DIRECTION: Rewrite the data below with "printed document" swapped for "paper sign", keeping everything else unchanged. Omit the pictures from your answer.

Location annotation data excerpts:

__________

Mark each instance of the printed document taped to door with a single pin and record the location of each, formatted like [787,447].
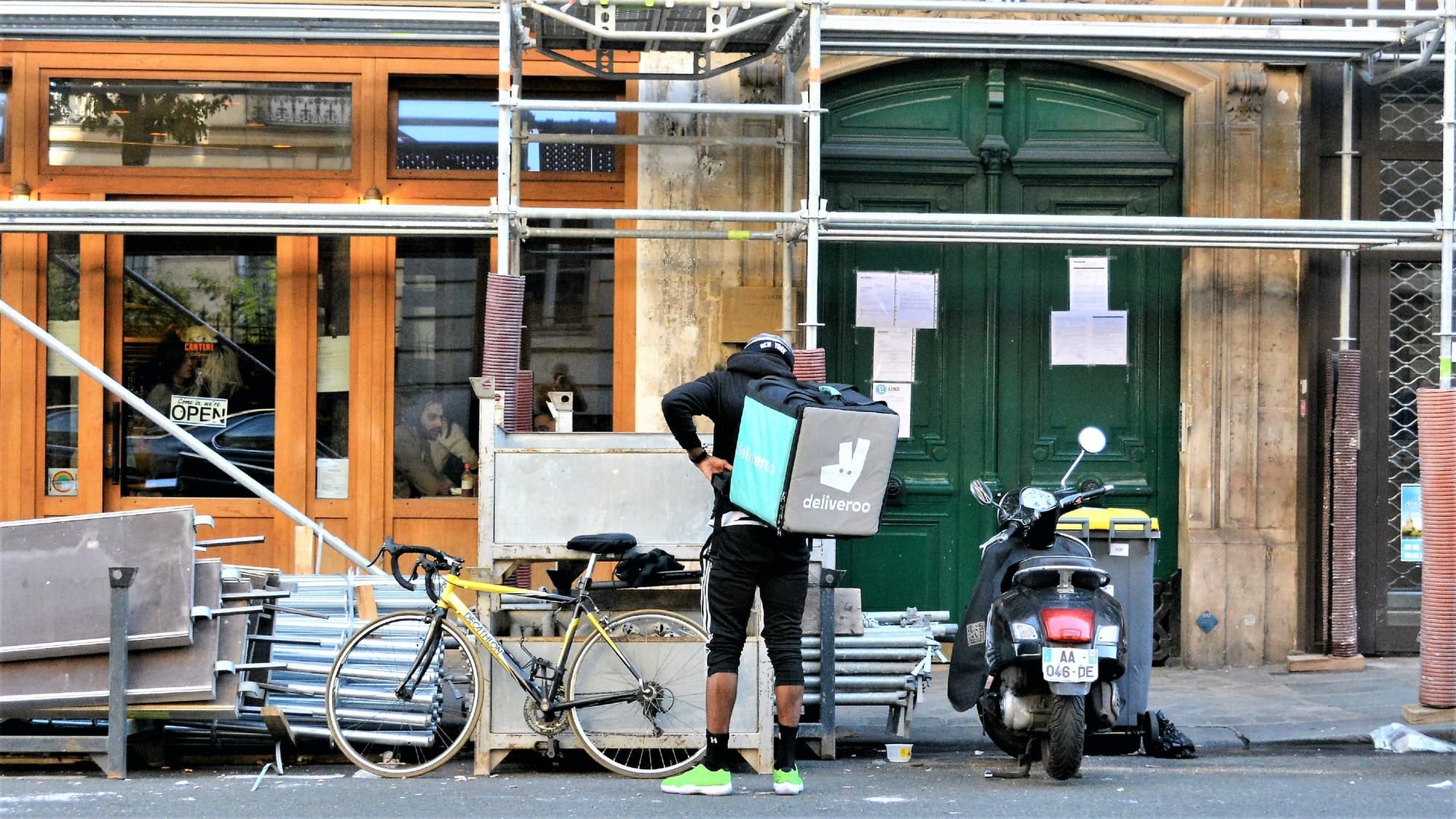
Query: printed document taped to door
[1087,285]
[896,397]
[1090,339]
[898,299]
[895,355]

__________

WRITTEN SOLUTION:
Mark each instance of the paper sign taped to door with a single pin and record the location of each, formatted like [787,447].
Query: paper sign taped to door
[1087,285]
[896,397]
[1090,339]
[898,299]
[895,355]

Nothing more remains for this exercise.